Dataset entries
+-------+
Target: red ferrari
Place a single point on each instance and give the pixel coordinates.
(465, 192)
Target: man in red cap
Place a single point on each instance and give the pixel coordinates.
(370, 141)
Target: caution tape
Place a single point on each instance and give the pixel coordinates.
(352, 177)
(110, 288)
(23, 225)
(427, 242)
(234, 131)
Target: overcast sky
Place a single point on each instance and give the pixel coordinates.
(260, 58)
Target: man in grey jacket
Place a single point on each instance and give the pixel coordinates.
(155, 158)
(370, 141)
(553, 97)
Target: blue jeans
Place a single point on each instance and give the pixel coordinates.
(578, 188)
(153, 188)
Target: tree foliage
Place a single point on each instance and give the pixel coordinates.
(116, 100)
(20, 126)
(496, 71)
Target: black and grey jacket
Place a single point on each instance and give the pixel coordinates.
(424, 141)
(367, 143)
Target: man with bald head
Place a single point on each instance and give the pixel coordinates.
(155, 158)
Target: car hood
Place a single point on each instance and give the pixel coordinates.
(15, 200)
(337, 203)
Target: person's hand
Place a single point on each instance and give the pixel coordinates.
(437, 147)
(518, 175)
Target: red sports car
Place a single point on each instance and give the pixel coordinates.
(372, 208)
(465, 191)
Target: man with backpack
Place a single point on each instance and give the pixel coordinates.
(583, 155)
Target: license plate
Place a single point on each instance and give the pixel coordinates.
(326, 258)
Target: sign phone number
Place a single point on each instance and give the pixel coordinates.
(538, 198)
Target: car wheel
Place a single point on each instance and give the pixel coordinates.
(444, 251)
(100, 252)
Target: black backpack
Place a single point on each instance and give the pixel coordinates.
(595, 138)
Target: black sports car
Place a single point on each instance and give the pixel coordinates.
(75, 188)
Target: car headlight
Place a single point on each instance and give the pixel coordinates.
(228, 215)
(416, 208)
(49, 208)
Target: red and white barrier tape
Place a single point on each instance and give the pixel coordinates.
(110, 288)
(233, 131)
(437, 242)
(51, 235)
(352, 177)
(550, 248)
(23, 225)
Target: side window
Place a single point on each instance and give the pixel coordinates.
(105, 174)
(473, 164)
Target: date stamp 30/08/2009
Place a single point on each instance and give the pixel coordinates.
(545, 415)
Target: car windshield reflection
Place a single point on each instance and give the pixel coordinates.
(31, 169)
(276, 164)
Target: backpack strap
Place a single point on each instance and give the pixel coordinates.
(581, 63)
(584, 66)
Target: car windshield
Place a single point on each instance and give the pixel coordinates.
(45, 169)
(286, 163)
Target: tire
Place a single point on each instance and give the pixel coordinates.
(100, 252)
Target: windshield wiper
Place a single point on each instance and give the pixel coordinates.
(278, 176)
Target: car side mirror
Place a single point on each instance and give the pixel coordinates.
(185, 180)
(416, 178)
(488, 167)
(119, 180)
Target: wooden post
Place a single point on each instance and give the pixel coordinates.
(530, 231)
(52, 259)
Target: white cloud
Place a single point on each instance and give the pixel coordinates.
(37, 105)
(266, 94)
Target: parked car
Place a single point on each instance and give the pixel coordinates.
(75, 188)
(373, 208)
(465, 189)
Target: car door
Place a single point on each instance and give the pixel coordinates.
+-------+
## TASK TO COMPLETE
Reproduce the data verbatim, starting at the line that contains "Target: wooden post" and ending at the last line of the data.

## THE SOLUTION
Target: wooden post
Place a single point on each instance and give the pixel coordinates.
(530, 231)
(52, 259)
Target: white cloud
Place a single point on each instance and give the pixel coordinates.
(37, 105)
(266, 94)
Target: parked car
Place a single point on each instance and give the pixel coordinates.
(75, 188)
(373, 208)
(465, 189)
Target: car door
Place a single point on each instance and give the pixel coordinates.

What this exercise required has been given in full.